## Work to complete
1/ Transcribe, exactly, the part of the pump description below that opens with the words "Many presently known" and closes with "low pressure space.".
2/ In the pump description below, what does the lower part of the body usually form in many presently known automatic differential pumps of the double acting type?

## Quoted passage
Automatic Double Acting Differential Pump

Abstract

An automatic, double acting, differential pump having a body with a cavity, a reciprocable piston in the cavity which divides it into a first functional pressure space and a pair of second functional pressure spaces straddling the first space, means for interconnecting the second spaces as well as intake and outlet means communicating with them, sealing means dividing the first space into two portions and intake and outlet means communicating with the two portions of the first space when the piston is moved towards either of the second spaces.

Description

This invention relates to an automatic double acting differential pump having a low-pressure distribution which co-acts with a reciprocating piston which limits high and low-pressure functional spaces inside the cavity of the body and in which suction and discharge valves are connected to high-pressure spaces of the pump.

Many presently known automatic differential pumps of the double acting type which permit the regulation of high pressures are designed so that the body of the pump consists of three parts. The first or upper part is usually a low pressure space equipped with a slide valve. The center or second part is usually a high pressure space. The third or lower part is usually a low pressure space.

## Record set
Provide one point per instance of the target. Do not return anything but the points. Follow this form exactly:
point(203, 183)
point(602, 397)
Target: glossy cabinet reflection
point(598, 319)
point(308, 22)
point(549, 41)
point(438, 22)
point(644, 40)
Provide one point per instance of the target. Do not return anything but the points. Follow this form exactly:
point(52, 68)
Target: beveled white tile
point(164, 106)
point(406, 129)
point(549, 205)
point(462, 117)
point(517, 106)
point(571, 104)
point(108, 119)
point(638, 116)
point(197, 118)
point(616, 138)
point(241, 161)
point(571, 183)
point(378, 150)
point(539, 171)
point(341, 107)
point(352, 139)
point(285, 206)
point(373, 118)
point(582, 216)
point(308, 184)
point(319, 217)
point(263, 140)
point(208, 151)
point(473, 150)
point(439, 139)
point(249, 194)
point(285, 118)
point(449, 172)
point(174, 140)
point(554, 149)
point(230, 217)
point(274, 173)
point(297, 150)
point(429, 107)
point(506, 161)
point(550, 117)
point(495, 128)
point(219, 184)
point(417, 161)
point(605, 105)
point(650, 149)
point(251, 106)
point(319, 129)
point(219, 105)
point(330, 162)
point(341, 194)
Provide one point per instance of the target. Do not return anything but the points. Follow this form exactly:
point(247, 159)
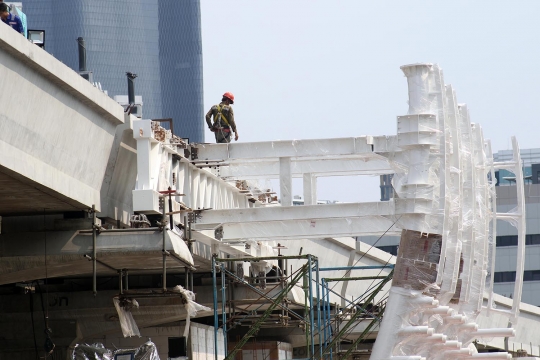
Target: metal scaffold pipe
point(94, 251)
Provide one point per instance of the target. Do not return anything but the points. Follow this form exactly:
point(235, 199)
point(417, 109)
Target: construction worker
point(10, 19)
point(223, 119)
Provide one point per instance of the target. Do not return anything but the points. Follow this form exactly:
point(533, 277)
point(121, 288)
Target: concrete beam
point(302, 229)
point(285, 148)
point(372, 164)
point(138, 250)
point(60, 136)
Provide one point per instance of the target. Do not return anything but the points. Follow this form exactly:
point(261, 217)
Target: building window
point(531, 275)
point(507, 240)
point(533, 239)
point(505, 276)
point(389, 249)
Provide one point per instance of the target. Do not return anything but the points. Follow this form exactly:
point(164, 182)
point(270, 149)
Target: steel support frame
point(312, 296)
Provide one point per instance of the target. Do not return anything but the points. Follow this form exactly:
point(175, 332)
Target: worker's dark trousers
point(222, 136)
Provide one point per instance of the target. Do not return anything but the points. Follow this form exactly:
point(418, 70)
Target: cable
point(33, 324)
point(371, 247)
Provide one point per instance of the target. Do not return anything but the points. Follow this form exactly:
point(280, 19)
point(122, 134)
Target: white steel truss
point(443, 178)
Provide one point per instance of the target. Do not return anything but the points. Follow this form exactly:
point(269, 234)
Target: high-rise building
point(159, 40)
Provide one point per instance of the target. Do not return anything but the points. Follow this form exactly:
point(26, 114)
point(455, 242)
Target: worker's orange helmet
point(229, 96)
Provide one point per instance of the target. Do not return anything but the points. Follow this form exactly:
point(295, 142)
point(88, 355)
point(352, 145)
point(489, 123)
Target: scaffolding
point(321, 325)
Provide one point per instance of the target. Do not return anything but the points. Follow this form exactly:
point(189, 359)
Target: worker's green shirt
point(227, 111)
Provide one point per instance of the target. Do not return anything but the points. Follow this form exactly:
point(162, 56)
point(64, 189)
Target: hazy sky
point(304, 69)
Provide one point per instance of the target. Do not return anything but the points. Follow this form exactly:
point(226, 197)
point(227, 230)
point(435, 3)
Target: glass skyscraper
point(159, 40)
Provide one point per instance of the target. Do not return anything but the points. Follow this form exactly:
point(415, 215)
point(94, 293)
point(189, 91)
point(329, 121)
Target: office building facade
point(159, 40)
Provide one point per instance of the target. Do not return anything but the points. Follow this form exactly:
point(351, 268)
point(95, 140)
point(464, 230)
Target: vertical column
point(185, 175)
point(310, 189)
point(285, 181)
point(202, 190)
point(142, 132)
point(195, 176)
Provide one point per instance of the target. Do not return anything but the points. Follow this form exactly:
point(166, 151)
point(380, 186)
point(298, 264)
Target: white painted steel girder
point(371, 164)
point(209, 219)
point(447, 155)
point(161, 165)
point(285, 148)
point(309, 229)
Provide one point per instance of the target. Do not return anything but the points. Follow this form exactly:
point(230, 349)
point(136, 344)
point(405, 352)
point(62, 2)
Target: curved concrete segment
point(56, 129)
point(138, 251)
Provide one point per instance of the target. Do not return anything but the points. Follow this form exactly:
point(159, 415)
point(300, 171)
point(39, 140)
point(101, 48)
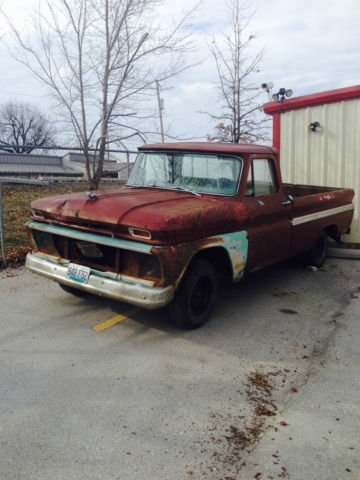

## Answers given
1/
Many presently known automatic differential pumps of the double acting type which permit the regulation of high pressures are designed so that the body of the pump consists of three parts. The first or upper part is usually a low pressure space equipped with a slide valve. The center or second part is usually a high pressure space. The third or lower part is usually a low pressure space.

2/ A low pressure space.